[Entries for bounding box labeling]

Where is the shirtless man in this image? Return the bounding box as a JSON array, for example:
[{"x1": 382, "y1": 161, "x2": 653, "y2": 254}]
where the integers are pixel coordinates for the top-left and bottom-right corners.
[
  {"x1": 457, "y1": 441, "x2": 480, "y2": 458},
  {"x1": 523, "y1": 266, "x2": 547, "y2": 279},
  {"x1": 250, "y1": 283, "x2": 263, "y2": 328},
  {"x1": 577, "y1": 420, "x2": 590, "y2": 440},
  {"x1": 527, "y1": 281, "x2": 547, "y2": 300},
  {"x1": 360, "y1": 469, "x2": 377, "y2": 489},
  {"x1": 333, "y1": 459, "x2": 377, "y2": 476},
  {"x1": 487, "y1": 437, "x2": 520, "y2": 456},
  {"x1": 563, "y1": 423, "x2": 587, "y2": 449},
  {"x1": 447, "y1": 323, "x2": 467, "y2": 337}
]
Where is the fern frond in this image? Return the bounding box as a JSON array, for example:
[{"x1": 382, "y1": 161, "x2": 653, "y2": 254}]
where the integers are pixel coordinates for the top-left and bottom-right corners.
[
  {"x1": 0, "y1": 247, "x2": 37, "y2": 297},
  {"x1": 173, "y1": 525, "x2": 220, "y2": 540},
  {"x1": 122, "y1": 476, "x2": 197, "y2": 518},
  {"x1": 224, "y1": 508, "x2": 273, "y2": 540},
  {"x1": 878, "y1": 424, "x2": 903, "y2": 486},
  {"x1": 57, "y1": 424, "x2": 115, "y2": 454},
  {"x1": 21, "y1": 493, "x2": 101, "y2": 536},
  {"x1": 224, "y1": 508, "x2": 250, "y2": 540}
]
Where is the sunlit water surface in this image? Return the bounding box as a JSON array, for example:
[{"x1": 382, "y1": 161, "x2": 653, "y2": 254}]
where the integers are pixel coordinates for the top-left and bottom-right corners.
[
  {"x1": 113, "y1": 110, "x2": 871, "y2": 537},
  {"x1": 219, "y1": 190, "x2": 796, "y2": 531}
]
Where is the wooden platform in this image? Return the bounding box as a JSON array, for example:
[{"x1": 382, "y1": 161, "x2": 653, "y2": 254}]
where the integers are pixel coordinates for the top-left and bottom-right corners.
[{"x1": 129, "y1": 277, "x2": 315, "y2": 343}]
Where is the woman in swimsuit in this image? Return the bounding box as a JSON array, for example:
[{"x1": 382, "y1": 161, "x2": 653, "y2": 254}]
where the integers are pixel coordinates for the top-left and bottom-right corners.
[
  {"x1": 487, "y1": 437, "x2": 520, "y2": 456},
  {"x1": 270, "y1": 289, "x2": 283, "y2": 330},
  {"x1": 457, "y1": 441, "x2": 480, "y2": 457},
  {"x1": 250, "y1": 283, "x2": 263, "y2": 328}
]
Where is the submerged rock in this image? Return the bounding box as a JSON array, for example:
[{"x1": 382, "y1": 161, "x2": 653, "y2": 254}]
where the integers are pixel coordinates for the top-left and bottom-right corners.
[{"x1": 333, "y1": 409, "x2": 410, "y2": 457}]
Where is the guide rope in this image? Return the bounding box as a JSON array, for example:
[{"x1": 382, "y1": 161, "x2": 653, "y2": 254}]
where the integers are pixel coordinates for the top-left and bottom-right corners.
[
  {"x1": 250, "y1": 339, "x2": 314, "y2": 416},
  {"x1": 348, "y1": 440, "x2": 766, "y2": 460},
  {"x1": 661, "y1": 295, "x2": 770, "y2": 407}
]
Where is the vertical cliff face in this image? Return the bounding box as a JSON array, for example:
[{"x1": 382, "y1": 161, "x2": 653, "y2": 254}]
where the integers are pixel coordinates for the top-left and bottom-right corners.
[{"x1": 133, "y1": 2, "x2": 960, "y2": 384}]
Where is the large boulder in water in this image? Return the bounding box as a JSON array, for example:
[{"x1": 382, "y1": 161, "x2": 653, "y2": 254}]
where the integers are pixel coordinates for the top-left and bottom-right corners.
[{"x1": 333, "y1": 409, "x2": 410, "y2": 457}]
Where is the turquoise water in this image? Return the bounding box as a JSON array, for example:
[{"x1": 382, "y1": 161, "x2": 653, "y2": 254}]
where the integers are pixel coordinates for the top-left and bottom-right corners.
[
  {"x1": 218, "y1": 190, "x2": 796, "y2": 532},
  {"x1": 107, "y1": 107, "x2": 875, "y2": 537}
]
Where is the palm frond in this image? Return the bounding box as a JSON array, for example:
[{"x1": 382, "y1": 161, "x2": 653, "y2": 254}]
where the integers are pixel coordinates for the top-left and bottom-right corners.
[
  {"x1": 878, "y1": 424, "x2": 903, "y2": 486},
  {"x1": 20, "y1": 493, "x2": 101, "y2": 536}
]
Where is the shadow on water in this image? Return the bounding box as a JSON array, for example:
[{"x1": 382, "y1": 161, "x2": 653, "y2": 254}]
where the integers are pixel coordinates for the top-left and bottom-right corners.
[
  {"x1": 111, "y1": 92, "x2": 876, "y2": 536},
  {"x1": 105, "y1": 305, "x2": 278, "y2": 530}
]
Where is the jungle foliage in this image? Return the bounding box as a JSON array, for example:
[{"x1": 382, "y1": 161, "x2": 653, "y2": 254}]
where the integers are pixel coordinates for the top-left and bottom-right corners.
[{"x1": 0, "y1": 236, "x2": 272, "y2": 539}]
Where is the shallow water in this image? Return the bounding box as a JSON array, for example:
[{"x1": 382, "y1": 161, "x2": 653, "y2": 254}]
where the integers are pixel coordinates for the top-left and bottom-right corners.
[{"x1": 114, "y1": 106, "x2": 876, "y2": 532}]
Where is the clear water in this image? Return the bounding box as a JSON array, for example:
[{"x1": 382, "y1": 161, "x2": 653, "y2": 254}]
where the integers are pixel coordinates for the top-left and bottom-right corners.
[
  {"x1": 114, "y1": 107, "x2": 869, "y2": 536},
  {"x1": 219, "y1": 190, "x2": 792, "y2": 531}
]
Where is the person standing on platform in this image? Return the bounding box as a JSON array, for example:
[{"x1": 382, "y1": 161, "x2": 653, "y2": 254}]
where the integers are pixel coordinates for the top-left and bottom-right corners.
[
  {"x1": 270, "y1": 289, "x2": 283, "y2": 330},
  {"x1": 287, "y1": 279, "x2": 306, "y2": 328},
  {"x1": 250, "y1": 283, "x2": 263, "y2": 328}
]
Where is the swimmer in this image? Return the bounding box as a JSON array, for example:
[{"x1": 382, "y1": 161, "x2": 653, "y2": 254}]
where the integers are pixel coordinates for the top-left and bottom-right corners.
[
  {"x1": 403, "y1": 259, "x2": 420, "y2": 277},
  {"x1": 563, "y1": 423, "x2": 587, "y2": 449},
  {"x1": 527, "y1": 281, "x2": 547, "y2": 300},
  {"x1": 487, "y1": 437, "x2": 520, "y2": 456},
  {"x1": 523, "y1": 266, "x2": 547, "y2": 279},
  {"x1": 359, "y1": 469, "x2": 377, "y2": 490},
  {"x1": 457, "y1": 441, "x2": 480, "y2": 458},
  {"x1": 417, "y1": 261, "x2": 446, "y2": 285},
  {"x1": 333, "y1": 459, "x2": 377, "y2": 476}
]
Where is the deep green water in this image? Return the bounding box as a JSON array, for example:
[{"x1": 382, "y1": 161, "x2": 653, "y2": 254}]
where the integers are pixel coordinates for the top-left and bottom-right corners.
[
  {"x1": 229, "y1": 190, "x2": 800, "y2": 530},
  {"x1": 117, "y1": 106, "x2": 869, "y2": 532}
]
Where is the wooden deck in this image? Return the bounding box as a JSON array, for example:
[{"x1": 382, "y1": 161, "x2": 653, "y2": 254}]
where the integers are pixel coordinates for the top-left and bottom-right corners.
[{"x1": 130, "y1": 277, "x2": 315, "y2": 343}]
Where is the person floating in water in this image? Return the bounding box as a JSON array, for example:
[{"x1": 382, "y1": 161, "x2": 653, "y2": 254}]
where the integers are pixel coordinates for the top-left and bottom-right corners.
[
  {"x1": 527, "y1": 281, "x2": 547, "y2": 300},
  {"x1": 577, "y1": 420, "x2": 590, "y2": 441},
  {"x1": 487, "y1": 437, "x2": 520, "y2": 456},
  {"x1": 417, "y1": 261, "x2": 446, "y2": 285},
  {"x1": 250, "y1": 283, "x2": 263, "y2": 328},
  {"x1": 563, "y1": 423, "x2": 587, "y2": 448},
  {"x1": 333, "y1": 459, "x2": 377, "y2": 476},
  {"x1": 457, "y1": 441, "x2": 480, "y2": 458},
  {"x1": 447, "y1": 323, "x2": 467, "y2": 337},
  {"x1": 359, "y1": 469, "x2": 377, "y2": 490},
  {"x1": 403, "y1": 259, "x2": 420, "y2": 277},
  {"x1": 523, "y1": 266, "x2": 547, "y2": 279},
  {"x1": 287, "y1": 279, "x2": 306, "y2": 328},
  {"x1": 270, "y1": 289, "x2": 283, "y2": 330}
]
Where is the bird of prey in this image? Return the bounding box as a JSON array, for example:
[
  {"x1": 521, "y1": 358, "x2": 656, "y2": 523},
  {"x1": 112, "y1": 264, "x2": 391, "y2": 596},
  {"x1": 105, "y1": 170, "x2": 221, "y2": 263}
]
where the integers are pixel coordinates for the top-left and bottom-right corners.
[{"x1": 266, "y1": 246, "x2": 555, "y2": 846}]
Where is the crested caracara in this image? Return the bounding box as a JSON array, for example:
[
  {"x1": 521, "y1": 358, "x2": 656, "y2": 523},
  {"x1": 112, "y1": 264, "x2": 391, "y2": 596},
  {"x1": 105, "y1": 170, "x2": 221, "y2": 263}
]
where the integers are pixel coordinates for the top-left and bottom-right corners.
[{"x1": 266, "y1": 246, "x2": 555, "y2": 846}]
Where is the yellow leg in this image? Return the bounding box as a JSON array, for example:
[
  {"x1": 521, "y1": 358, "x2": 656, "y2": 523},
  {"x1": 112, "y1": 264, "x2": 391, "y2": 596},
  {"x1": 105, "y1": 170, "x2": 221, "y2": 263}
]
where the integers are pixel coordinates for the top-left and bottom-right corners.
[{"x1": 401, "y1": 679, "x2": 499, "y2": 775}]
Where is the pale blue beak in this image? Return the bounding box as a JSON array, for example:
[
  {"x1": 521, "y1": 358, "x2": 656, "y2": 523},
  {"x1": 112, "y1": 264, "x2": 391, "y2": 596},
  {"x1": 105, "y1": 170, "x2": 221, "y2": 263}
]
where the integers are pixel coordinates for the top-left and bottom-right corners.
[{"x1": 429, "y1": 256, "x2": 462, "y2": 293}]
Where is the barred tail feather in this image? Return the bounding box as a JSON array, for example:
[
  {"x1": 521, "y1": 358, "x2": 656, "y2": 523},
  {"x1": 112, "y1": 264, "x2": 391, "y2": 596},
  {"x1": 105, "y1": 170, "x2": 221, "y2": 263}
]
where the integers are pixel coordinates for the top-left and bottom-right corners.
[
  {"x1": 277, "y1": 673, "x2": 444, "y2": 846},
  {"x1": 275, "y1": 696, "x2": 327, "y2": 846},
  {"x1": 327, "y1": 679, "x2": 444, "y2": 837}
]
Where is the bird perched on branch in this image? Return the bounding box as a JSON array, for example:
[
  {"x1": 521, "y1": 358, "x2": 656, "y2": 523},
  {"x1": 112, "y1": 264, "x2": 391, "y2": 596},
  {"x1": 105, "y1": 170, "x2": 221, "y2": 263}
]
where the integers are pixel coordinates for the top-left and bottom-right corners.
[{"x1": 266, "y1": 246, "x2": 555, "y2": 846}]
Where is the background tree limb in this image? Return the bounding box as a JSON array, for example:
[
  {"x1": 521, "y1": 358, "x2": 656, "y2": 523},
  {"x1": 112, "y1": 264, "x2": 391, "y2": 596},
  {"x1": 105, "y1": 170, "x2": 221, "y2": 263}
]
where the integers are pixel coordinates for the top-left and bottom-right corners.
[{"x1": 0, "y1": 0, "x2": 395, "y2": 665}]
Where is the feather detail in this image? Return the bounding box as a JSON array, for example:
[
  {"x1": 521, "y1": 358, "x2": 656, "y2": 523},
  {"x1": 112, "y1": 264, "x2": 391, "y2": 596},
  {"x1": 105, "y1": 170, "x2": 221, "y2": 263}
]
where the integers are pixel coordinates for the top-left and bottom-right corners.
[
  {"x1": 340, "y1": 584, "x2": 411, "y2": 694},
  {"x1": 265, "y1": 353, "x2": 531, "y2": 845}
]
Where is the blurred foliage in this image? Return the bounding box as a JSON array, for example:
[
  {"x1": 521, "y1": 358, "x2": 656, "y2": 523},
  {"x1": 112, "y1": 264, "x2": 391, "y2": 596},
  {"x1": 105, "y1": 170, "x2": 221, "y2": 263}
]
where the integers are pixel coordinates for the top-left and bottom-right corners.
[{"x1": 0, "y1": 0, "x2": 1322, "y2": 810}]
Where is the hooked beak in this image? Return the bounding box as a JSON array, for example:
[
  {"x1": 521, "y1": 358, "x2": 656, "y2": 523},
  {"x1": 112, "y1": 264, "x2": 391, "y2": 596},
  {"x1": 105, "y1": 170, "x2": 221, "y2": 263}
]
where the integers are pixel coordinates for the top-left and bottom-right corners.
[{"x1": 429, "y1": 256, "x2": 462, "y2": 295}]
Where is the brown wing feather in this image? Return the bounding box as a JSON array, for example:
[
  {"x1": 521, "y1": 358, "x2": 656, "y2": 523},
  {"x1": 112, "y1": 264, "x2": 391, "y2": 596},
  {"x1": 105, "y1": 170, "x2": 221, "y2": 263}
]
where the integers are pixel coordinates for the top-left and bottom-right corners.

--- OBJECTIVE ---
Pick out every line in the rows above that has the word "person" in it and copy each one.

--- RESULT ---
Where is the person standing on platform in this image? Return the bounding box as a JSON array, for example:
Where is the person floating in water in this image? Return the bounding box as a JSON array, for example:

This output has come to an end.